-- Reading passage --
--- START ---
Today’s readings:
Conrad: “The Shifting Engines of Medicalization“ (March 2005)
Couzin: “The Twists and Turns in BRCA’s Path“ (2003)
Lock: “Breast Cancer: Reading the Omens“ (1998)
We’re going to start off with a series of quotes from the Conrad article followed by a direct example of exactly what is being described.
While physicians are still the gatekeepers for many drugs, the pharmaceutical companies have become a major player in medicalization. In the post-Prozac world, the pharmaceutical industry has been more aggressively promoting their wares to physicians and especially to the public. (Conrad 5)
Adult ADHD is one example of what Barsky and Boros have identified as the public’s decreased tolerance for mild symptoms and benign problems. Individual’s self-medicalization is becoming increasingly common, with patients taking their troubles to physicians and often asking directly for a specific medical solution. (Conrad 9)
--- END ---
(Referring expression pointing data)
--- START ---
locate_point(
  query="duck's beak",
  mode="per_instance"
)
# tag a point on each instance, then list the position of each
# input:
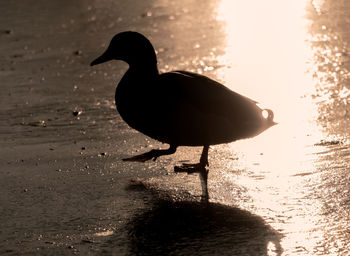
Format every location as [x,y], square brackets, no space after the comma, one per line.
[103,58]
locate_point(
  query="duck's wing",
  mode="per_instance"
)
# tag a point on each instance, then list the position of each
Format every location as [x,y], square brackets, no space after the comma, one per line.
[197,110]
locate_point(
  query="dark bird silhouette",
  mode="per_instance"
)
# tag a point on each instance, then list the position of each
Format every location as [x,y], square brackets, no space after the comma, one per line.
[179,108]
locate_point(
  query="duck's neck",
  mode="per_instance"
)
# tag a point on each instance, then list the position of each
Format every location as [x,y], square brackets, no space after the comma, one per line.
[144,69]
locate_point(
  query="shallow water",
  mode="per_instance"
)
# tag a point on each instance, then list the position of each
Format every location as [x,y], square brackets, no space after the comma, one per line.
[63,186]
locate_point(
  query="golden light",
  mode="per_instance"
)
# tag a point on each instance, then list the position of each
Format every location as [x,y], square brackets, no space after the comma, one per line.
[267,59]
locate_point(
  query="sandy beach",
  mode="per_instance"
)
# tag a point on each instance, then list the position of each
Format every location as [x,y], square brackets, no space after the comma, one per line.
[64,188]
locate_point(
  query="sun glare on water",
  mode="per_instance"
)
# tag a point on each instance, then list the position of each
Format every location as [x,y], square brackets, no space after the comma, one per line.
[266,60]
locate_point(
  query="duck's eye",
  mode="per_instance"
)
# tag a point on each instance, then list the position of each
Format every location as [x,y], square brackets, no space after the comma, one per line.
[265,114]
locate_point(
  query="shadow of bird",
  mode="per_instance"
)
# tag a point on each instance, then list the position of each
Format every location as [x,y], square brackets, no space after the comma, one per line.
[179,108]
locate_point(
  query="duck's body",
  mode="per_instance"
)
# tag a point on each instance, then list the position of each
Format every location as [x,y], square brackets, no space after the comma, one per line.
[179,108]
[186,109]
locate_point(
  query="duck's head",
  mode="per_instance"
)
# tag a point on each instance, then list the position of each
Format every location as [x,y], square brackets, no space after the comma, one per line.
[131,47]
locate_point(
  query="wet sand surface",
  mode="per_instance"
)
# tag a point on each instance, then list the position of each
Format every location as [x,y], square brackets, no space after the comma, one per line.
[63,187]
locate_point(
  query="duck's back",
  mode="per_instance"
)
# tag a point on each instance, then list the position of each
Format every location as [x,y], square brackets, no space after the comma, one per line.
[184,108]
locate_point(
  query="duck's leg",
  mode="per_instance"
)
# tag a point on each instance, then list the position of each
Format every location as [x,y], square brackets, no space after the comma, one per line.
[201,169]
[153,154]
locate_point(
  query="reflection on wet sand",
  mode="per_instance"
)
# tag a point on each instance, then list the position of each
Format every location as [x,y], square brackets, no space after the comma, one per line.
[168,227]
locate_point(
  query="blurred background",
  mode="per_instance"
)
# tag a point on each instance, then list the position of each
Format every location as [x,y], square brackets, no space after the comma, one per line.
[63,186]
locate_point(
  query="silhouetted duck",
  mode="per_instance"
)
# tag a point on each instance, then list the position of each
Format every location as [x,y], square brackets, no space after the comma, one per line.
[179,108]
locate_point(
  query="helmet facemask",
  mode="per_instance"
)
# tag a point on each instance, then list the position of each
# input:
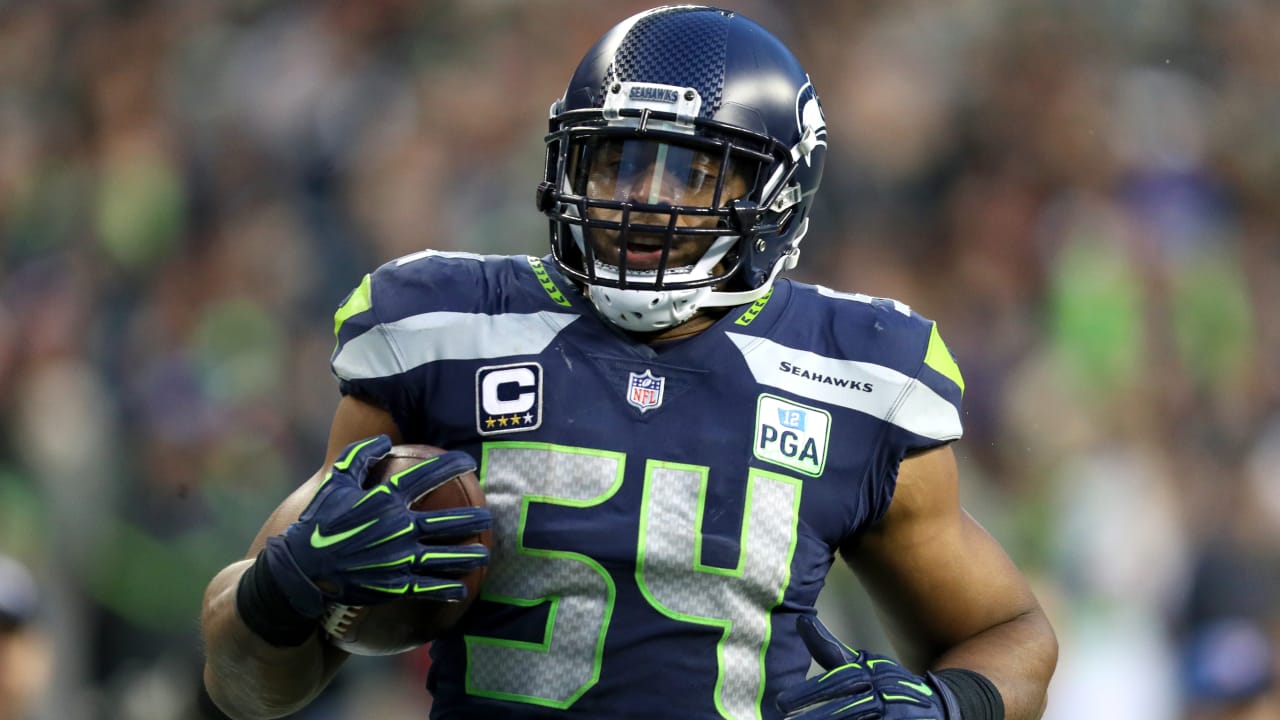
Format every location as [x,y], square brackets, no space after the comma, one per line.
[654,212]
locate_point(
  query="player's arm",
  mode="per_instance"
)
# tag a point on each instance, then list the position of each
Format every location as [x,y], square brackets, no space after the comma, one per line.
[246,675]
[330,541]
[947,592]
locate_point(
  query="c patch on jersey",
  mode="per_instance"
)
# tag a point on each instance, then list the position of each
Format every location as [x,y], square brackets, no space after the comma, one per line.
[791,434]
[508,399]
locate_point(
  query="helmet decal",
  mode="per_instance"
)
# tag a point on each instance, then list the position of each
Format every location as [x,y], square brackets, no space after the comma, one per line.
[809,117]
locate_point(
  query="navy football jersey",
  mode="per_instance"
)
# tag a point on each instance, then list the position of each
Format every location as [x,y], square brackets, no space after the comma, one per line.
[662,514]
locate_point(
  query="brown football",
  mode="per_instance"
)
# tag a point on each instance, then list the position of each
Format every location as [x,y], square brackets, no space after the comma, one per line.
[408,623]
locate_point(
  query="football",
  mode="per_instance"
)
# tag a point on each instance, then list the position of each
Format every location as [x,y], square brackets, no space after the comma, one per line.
[408,623]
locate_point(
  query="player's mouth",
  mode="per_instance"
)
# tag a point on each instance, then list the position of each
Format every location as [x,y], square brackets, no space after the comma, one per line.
[643,255]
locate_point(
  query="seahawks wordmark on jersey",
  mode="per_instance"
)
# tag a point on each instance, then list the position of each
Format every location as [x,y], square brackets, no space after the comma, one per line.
[661,516]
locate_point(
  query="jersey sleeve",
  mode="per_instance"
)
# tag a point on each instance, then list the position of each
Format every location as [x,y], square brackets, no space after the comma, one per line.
[924,408]
[928,409]
[366,360]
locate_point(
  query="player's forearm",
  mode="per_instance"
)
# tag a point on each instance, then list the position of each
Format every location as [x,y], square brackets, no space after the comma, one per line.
[1018,656]
[246,677]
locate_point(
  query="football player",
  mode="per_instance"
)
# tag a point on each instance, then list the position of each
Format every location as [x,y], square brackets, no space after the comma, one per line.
[675,442]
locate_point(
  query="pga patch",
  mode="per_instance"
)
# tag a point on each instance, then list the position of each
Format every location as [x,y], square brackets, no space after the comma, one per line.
[508,399]
[791,434]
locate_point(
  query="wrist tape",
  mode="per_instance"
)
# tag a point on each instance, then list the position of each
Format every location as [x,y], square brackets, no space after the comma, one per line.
[976,697]
[264,607]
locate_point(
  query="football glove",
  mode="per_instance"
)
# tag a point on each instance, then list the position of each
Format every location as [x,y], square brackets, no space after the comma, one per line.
[359,546]
[862,686]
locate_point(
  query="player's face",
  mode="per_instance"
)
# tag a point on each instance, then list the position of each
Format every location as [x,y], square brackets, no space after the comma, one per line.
[657,173]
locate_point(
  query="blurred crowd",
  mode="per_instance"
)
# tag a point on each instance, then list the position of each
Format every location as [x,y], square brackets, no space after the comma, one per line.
[1084,194]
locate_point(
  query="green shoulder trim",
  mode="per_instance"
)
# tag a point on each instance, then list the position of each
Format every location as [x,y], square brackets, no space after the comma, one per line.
[746,317]
[545,279]
[938,358]
[356,302]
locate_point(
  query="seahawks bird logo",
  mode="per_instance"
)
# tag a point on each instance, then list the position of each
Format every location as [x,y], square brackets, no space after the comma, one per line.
[809,115]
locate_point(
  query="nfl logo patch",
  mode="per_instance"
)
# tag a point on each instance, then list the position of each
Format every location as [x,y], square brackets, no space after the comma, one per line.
[645,391]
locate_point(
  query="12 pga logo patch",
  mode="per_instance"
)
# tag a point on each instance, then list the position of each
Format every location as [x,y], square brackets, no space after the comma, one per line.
[508,399]
[791,434]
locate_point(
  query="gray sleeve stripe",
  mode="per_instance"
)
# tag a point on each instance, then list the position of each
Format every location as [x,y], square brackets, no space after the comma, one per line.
[865,387]
[391,349]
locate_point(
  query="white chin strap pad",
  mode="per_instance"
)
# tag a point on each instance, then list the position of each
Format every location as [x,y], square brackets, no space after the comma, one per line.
[647,310]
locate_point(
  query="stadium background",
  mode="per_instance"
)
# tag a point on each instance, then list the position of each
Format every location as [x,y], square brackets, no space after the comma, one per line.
[1086,195]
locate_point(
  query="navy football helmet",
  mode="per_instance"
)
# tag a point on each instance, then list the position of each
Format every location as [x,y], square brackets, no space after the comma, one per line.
[681,164]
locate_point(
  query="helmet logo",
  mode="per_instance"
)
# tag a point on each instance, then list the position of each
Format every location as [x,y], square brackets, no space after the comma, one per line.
[809,121]
[653,92]
[684,101]
[644,391]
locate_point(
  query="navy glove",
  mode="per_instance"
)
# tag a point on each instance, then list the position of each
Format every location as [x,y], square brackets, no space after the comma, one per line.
[860,686]
[357,546]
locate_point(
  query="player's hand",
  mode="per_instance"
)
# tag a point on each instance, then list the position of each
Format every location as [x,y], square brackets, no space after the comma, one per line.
[860,686]
[359,546]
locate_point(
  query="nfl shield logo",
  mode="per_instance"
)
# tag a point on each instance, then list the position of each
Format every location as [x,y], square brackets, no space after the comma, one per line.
[645,391]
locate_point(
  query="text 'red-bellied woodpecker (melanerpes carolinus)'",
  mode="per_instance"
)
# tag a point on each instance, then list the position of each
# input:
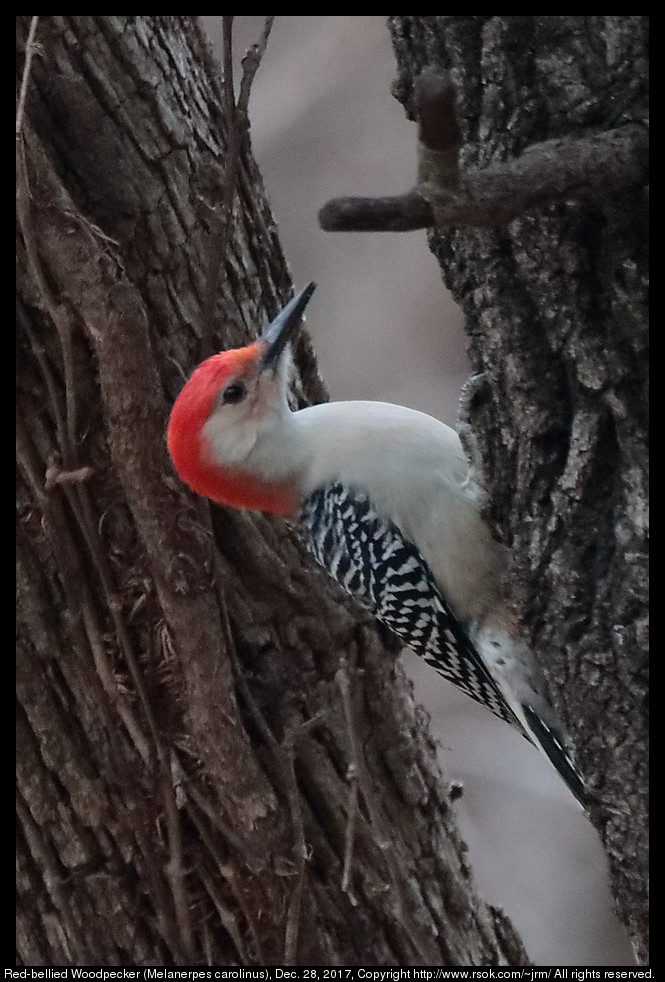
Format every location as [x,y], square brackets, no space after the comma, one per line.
[386,503]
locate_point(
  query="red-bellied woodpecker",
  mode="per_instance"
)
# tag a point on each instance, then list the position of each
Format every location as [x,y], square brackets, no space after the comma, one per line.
[386,503]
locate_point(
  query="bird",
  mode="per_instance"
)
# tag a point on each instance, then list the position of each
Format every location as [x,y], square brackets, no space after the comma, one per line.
[387,501]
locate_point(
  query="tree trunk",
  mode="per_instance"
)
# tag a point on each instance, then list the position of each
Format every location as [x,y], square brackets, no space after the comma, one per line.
[218,760]
[556,310]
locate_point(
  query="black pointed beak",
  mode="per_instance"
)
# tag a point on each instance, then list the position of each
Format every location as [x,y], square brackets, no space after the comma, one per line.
[284,327]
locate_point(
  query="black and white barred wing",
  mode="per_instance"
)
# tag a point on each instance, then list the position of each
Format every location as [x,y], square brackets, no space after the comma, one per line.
[370,558]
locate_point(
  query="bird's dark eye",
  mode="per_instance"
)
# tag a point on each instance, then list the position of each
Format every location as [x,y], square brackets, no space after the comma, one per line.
[235,392]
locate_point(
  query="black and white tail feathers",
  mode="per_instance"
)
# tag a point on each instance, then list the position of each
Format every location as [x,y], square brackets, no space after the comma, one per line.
[373,562]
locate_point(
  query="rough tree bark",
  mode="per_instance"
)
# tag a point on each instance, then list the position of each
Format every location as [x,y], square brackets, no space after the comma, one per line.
--- END ---
-- Actions to take --
**A)** Quote the class notes on medicalization starting at "We’re going to" and ending at "solution. (Conrad 9)".
**B)** In the class notes on medicalization, what reason is given for pharmaceutical companies becoming a major player in medicalization?

-- Answers to this exercise --
**A)**
We’re going to start off with a series of quotes from the Conrad article followed by a direct example of exactly what is being described.
While physicians are still the gatekeepers for many drugs, the pharmaceutical companies have become a major player in medicalization. In the post-Prozac world, the pharmaceutical industry has been more aggressively promoting their wares to physicians and especially to the public. (Conrad 5)
Adult ADHD is one example of what Barsky and Boros have identified as the public’s decreased tolerance for mild symptoms and benign problems. Individual’s self-medicalization is becoming increasingly common, with patients taking their troubles to physicians and often asking directly for a specific medical solution. (Conrad 9)

**B)** In the post-Prozac world, the pharmaceutical industry has been promoting its wares more aggressively to physicians and especially to the public. This holds even though physicians are still the gatekeepers for many drugs.